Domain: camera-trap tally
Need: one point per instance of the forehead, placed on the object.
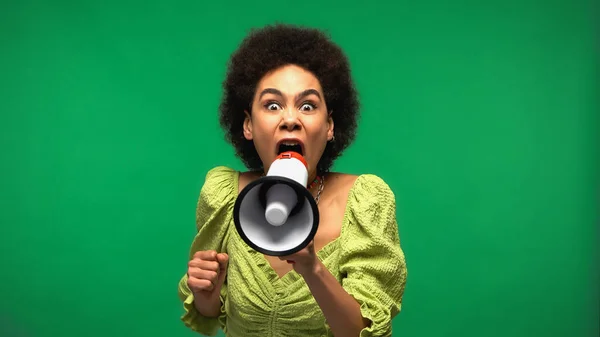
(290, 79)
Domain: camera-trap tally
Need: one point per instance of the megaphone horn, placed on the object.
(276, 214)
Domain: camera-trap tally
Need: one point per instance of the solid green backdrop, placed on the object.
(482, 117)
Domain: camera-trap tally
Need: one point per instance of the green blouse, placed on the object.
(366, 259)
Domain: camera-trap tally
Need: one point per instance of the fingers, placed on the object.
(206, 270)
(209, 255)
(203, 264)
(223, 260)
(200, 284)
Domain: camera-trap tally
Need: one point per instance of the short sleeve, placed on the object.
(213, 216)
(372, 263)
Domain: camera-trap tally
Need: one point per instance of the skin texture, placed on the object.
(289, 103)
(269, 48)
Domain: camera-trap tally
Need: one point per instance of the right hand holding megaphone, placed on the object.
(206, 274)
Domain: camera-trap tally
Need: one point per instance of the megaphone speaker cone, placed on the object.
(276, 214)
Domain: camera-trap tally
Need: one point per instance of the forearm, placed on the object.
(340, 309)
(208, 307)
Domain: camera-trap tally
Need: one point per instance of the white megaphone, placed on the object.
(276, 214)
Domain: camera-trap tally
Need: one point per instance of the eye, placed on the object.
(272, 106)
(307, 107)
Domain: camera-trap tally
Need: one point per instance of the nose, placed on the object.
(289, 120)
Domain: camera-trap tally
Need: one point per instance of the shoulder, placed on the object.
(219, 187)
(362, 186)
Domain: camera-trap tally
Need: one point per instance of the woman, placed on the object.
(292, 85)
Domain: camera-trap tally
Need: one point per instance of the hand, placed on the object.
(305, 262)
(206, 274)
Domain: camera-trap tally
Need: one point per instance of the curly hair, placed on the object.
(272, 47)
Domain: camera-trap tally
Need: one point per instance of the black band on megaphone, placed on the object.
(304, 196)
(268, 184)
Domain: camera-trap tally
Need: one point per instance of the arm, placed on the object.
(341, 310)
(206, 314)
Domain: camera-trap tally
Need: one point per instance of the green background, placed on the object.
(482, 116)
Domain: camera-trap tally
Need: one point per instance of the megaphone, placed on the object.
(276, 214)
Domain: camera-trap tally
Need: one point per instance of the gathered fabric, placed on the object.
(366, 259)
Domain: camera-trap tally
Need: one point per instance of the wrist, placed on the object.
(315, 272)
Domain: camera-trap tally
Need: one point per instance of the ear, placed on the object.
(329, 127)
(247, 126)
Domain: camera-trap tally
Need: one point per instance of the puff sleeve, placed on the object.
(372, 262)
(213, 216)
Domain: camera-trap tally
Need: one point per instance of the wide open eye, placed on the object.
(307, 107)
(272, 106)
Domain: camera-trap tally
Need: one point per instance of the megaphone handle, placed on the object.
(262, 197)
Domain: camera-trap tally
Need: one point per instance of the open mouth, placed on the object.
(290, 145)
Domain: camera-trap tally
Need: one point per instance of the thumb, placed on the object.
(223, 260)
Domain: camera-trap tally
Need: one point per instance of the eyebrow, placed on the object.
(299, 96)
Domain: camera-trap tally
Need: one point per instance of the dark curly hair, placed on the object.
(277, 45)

:::

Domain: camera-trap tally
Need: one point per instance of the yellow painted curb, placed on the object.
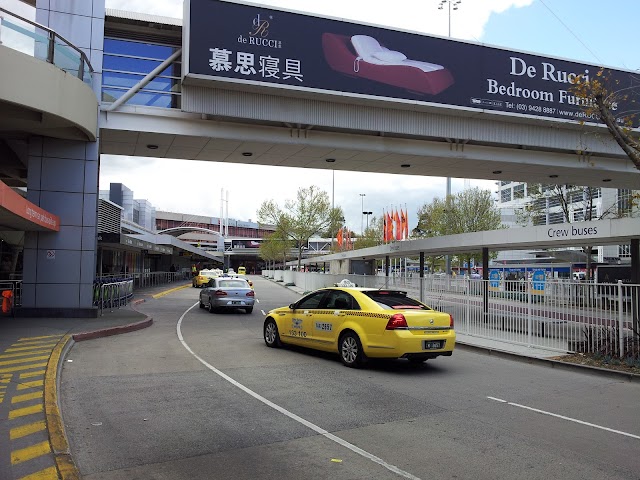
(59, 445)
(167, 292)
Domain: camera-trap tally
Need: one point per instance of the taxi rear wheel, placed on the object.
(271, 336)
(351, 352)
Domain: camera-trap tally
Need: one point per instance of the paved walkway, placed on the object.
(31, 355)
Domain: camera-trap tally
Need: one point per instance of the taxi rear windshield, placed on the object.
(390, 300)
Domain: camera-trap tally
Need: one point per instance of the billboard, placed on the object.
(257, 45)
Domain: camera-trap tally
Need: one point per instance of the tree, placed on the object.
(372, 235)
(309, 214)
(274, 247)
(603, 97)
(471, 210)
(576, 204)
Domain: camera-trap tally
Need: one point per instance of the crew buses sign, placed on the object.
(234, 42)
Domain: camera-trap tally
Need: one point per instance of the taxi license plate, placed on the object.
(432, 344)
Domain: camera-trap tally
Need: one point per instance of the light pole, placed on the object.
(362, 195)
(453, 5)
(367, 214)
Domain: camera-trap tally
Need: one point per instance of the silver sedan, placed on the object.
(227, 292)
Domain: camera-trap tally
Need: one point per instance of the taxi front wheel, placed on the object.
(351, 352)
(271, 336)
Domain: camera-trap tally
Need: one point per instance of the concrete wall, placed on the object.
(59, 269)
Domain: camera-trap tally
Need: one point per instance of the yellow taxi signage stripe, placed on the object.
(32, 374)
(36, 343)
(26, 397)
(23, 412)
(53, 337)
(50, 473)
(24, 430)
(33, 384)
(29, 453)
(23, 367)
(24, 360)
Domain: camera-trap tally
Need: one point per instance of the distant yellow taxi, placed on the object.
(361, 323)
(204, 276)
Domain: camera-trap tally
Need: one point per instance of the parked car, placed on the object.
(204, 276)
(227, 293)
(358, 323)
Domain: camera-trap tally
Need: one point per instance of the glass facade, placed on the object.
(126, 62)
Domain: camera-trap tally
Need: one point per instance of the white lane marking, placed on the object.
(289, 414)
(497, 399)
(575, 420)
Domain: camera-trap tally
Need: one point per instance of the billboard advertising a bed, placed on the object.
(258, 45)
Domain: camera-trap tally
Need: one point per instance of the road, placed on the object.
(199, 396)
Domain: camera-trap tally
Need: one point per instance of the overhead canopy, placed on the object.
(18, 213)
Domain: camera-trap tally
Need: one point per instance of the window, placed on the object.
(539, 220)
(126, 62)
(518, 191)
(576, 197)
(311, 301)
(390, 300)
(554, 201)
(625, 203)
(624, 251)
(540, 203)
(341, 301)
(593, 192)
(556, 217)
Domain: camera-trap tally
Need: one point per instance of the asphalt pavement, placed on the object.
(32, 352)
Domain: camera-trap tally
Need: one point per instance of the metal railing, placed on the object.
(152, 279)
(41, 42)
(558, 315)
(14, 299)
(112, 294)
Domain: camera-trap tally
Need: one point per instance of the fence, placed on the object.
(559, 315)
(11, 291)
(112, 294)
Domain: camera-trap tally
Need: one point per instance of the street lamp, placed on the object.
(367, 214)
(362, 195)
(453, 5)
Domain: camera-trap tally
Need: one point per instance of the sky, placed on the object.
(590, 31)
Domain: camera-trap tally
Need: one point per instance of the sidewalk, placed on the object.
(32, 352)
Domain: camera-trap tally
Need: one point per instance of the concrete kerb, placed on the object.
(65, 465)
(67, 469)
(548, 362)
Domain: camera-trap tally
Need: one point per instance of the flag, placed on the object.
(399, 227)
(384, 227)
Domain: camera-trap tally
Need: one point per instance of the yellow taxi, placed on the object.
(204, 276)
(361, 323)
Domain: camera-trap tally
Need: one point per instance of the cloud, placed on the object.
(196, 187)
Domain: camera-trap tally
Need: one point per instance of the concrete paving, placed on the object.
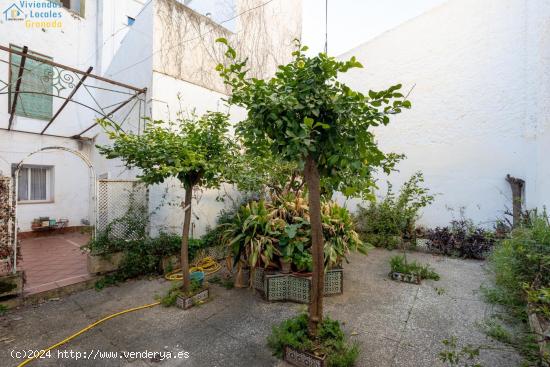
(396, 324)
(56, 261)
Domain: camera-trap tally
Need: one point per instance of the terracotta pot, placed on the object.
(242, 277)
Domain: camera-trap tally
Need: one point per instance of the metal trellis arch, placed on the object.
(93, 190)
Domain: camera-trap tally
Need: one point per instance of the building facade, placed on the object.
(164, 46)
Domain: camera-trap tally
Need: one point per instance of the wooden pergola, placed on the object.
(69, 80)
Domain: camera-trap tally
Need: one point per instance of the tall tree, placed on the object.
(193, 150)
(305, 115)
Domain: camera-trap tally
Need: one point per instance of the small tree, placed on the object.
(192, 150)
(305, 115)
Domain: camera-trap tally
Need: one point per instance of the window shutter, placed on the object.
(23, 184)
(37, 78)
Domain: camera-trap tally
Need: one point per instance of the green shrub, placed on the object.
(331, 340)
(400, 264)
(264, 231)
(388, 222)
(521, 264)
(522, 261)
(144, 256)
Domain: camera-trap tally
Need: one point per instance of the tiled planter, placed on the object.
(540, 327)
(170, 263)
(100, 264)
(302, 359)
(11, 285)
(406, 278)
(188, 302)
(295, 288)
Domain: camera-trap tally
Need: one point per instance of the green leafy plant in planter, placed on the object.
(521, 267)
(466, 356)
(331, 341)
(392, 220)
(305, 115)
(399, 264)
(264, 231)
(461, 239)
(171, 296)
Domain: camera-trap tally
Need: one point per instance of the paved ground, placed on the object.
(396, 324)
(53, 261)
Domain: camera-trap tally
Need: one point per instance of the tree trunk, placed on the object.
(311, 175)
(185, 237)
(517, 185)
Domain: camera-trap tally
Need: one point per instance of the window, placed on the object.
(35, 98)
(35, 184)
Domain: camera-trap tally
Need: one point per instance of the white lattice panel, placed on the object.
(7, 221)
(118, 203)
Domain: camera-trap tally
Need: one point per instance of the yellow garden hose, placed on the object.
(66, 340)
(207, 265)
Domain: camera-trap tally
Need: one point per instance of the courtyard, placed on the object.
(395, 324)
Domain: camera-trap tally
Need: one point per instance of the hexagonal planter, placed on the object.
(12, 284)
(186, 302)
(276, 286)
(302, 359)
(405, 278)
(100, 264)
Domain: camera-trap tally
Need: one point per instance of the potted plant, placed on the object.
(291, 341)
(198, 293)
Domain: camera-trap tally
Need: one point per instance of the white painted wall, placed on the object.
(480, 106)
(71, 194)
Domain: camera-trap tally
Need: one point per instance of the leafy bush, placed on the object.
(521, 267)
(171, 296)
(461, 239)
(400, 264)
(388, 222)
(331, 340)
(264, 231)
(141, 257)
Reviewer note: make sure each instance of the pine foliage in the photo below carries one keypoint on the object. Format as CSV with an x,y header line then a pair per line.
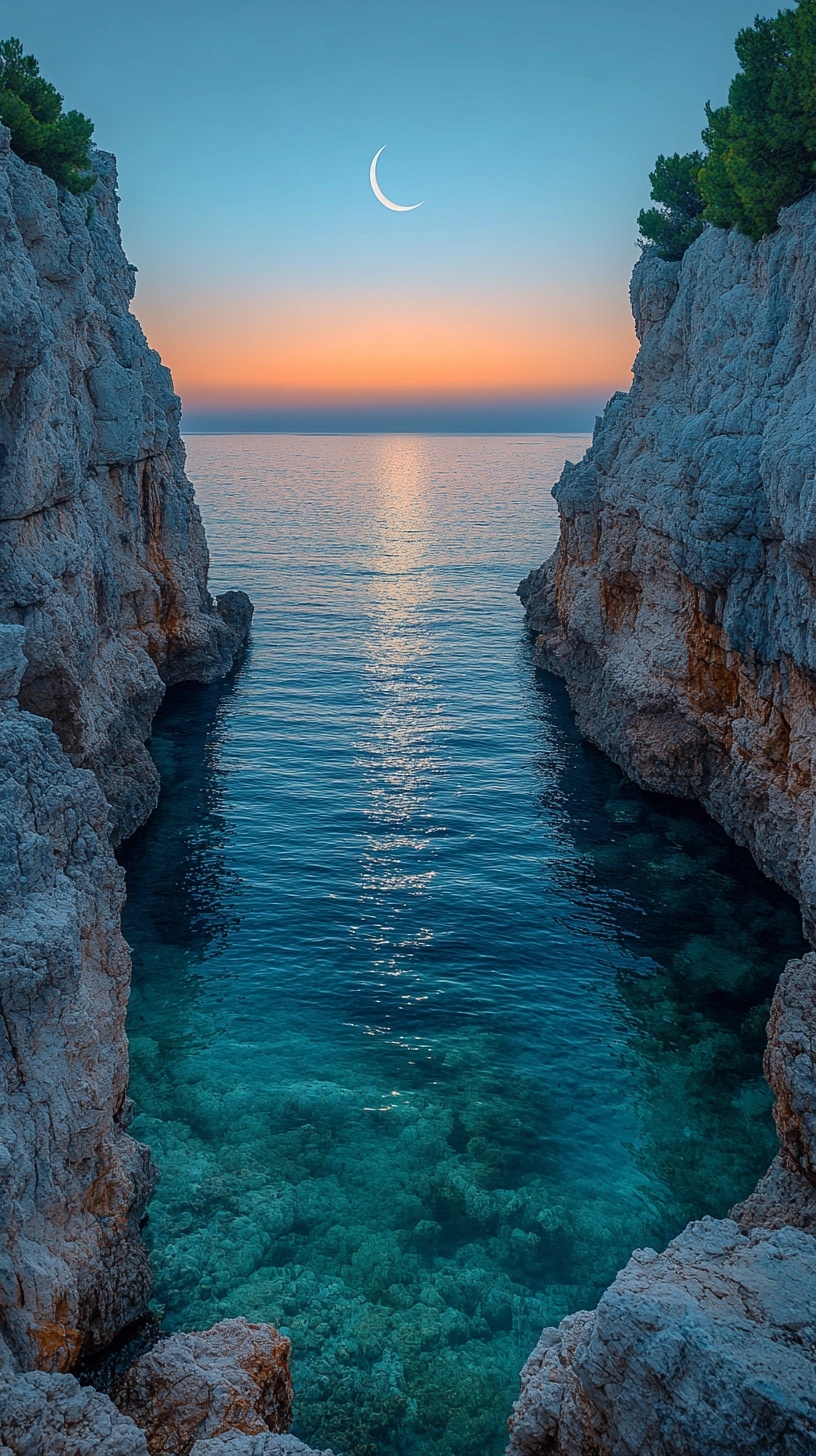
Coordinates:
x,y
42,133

:::

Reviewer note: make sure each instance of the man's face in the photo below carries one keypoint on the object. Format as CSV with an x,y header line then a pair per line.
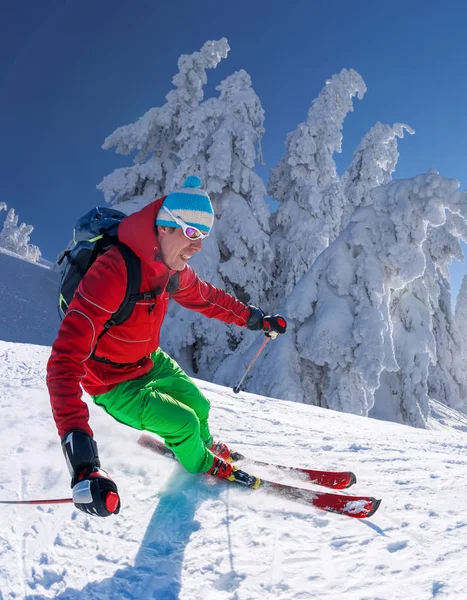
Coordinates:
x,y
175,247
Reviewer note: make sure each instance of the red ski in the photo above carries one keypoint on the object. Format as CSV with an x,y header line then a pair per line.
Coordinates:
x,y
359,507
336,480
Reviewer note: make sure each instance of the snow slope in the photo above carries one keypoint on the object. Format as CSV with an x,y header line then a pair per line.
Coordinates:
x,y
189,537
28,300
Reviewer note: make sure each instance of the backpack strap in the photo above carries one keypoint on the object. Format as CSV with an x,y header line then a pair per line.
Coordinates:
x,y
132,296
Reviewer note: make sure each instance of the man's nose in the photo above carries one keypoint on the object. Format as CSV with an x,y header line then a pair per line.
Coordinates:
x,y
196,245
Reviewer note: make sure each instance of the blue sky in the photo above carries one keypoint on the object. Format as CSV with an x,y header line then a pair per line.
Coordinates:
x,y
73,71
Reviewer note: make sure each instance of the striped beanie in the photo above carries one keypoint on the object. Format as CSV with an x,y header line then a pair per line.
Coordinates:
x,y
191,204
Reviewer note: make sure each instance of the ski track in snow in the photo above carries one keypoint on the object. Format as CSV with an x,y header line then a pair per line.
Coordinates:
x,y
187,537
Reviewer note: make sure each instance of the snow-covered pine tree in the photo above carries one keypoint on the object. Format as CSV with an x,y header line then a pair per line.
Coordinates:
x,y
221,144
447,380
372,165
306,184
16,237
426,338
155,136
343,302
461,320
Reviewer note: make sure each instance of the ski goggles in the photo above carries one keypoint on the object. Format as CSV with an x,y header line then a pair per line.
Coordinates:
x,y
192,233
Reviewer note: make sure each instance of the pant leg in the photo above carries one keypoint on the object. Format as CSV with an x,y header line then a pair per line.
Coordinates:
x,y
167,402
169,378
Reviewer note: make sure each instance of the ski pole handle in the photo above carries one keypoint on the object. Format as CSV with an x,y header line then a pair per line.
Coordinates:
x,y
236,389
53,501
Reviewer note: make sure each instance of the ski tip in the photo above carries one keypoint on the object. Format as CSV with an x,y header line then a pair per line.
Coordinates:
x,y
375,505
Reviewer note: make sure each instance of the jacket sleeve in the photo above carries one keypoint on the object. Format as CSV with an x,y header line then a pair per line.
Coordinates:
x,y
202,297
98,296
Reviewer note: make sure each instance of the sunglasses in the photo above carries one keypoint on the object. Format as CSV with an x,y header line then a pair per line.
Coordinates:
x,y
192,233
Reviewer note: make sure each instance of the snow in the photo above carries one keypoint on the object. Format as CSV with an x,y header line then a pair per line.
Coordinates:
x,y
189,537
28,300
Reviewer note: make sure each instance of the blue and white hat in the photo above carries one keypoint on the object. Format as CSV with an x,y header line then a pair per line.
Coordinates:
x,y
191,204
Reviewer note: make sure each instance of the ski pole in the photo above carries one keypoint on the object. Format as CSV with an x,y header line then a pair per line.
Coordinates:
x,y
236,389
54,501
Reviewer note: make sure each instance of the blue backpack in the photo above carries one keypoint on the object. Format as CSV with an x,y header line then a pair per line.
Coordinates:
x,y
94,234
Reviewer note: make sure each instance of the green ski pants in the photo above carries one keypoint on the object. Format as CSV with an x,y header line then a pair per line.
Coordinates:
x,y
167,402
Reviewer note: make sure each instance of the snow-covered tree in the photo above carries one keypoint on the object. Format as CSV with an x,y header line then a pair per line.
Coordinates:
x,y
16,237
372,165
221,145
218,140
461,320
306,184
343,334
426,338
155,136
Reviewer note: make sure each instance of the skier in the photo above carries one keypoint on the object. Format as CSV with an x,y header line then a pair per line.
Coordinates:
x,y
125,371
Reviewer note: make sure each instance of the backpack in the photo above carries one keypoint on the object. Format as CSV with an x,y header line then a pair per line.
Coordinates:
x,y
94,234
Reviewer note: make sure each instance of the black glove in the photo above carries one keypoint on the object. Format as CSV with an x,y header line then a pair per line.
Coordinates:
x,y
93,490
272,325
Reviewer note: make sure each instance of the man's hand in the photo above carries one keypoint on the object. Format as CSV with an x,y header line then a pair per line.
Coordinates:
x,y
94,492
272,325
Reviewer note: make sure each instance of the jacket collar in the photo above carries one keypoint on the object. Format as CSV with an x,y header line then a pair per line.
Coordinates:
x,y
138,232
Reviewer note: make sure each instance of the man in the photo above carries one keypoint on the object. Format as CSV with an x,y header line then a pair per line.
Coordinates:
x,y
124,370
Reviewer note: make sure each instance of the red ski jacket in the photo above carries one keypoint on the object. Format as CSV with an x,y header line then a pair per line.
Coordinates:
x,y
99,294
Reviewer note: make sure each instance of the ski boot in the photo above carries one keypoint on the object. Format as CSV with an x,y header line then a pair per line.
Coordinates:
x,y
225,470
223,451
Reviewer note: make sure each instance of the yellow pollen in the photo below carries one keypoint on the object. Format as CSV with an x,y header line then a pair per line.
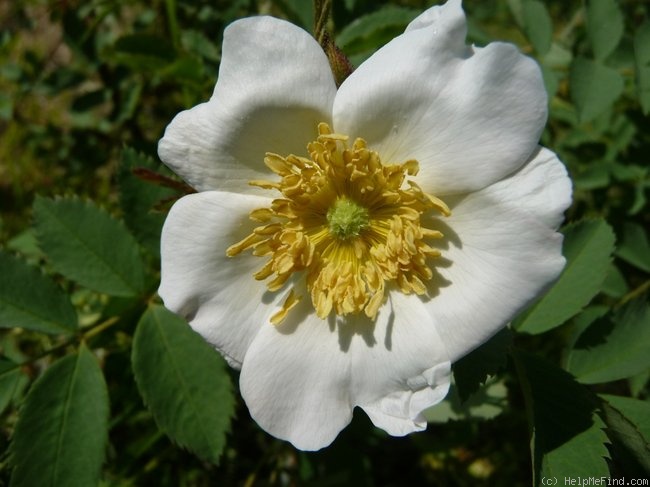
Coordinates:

:::

[Exercise brief]: Please list every line above that contains the word "paved".

[Expected answer]:
Need: one point per instance of the paved walkway, placed on the object.
Need: one point per instance of the paved ground, placed on the object.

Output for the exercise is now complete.